[A run of rows]
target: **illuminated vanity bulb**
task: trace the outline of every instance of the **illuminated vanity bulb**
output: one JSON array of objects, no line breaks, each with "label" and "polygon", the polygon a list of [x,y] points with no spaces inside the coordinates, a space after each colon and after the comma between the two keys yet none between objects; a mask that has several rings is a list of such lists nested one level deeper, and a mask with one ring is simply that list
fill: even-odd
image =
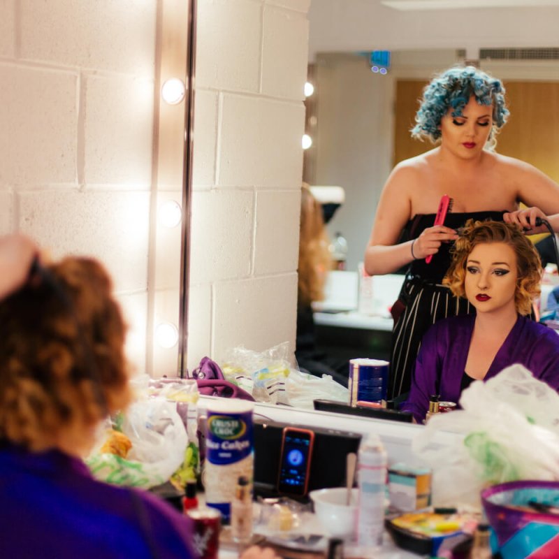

**SHORT TASK**
Rewrite every line of the rows above as a numbered list, skipping blank lines, and leave the pictures out of your answer.

**COMPLETED EXERCISE**
1. target: **illuminated vanity bulb**
2. task: trace the outline of every instance of the **illuminated vanity bulb**
3. output: one JSON array of objects, no line breaks, each with "label" and "polygon", the polygon a list of [x,y] points with no spaces inside the coordinates, a space after each colon and after the comma between the two keys yet none between objects; a mask that has several rings is a list of such lists nested one level deeper, and a mask with one ring is simply that list
4. fill: even-odd
5. image =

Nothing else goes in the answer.